- **LISTE DES TÂCHES**:
**A)** Selon le texte sur le court-métrage, quel film de Meriem Amari s'attaque au tabou de l'amour obligatoire d'une mère pour ses enfants ?
**B)** Reproduisez à l'identique le passage du texte sur le court-métrage qui commence par « Mine de rien, cet » et se poursuit jusqu'à « humour et maîtrise. ».
***** EXTRAIT DU TEXTE
Mine de rien, cet humour est éminemment subversif. Cette description au vitriol de la cellule familiale scotchée à l’écran de télévision déstabilise tout spectateur sensible aux oripeaux publicitaires. Sur un autre registre mais pas moins pertinent, la féroce démystification qu’opère Meriem Amari de l’obligatoire amour d’une mère pour ses enfants dans Mon enfant s’attaque à un tabou absolu. Le noir et blanc sert ici la distanciation, non bien sûr pour appeler à déresponsabiliser les mamans mais pour sortir d’une vision idéelle de la mère dont les éventuelles faiblesses seront dès lors diabolisées. Quand il s’agit de faire évoluer un concept aussi ancré, une certaine violence est nécessaire, ou plutôt une cruauté, au sens d’Antonin Artaud. Le film y parvient avec humour et maîtrise.
La distance, le cinéma d’animation la cultive joyeusement : en s’enfonçant dans l’irréel, il s’en rapproche au même titre que le symbole, élargissant les significations et les connotations. Les personnages stylisés et les traits marqués des films de Nadia Raïs (L’Ambouba et L’Mrayet/les lunettes) captent avec bonheur l’absurde du quotidien en société de dictature. Des lunettes marquent dès lors les limites du regard sur le monde tandis que les aiguilles d’une horloge qui tourne de plus en plus vite évoquent la dilution du temps. L’animation ouvre à la poésie, elle-même dernier rempart contre l’aliénation.
Une belle définition du court-métrage, en somme !
**********
***** DONNÉES DE L'EXERCICE
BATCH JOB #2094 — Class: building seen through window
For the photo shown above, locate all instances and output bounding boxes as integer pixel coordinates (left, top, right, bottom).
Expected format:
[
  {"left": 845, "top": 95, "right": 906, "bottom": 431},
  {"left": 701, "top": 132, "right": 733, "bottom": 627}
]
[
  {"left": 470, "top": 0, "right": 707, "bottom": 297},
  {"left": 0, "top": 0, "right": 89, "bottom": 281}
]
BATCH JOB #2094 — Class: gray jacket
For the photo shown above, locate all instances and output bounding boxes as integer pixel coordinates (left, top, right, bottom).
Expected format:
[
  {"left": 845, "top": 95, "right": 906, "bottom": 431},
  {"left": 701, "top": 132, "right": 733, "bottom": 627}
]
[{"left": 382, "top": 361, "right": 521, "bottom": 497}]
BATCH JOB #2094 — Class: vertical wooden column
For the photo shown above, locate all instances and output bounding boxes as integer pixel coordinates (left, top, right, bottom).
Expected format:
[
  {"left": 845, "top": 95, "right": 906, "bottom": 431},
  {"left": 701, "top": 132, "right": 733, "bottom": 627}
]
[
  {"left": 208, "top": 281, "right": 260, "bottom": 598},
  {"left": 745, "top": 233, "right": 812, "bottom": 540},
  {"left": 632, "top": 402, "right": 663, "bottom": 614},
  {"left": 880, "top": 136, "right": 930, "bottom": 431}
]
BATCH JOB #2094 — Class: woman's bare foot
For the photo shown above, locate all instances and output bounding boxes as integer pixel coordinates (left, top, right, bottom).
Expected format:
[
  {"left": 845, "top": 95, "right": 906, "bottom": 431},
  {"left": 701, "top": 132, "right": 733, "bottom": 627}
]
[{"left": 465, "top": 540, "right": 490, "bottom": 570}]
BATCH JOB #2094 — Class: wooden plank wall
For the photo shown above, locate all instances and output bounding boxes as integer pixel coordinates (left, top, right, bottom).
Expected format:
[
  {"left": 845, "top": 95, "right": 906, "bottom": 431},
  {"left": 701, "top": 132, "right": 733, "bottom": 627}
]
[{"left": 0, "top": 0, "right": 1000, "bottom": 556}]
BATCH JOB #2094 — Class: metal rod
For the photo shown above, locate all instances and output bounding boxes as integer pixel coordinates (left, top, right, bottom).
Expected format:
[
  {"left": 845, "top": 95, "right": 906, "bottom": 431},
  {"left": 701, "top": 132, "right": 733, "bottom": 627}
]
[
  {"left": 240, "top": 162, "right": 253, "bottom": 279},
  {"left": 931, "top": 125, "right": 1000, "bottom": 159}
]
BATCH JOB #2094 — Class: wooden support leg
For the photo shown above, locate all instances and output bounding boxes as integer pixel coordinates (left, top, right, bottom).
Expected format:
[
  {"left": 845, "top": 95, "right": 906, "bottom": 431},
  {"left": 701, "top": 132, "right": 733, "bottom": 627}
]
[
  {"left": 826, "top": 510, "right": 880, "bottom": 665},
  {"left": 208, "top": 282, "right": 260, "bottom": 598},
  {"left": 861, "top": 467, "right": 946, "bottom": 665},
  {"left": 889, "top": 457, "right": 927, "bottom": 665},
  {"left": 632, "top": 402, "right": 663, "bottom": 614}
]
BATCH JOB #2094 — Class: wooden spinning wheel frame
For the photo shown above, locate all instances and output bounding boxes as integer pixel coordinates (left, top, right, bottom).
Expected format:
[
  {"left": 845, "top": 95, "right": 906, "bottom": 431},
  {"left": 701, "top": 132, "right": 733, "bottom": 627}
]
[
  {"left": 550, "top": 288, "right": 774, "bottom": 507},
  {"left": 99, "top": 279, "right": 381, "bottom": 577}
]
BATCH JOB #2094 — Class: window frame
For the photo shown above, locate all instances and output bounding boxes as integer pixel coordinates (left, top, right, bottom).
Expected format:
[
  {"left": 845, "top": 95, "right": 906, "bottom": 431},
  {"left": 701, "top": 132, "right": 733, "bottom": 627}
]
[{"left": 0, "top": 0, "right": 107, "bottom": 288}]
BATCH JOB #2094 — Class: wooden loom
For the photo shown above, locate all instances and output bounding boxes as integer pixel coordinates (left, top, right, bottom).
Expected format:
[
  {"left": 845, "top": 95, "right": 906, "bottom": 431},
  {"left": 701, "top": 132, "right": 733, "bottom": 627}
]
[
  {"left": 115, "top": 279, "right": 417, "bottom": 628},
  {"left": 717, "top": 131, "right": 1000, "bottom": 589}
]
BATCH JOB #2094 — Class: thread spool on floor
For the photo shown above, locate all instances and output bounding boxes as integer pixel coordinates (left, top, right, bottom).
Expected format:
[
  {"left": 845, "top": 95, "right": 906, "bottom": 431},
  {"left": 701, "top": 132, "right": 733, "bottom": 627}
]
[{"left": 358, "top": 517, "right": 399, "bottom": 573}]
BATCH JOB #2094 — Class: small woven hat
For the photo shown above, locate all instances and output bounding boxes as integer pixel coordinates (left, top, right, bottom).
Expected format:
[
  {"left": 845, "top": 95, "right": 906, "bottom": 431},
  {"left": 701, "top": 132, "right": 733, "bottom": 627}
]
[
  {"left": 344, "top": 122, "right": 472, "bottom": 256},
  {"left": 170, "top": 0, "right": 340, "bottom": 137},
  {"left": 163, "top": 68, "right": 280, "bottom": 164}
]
**********
- **VOS RÉPONSES**:
**A)** Mon enfant

**B)**
Mine de rien, cet humour est éminemment subversif. Cette description au vitriol de la cellule familiale scotchée à l’écran de télévision déstabilise tout spectateur sensible aux oripeaux publicitaires. Sur un autre registre mais pas moins pertinent, la féroce démystification qu’opère Meriem Amari de l’obligatoire amour d’une mère pour ses enfants dans Mon enfant s’attaque à un tabou absolu. Le noir et blanc sert ici la distanciation, non bien sûr pour appeler à déresponsabiliser les mamans mais pour sortir d’une vision idéelle de la mère dont les éventuelles faiblesses seront dès lors diabolisées. Quand il s’agit de faire évoluer un concept aussi ancré, une certaine violence est nécessaire, ou plutôt une cruauté, au sens d’Antonin Artaud. Le film y parvient avec humour et maîtrise.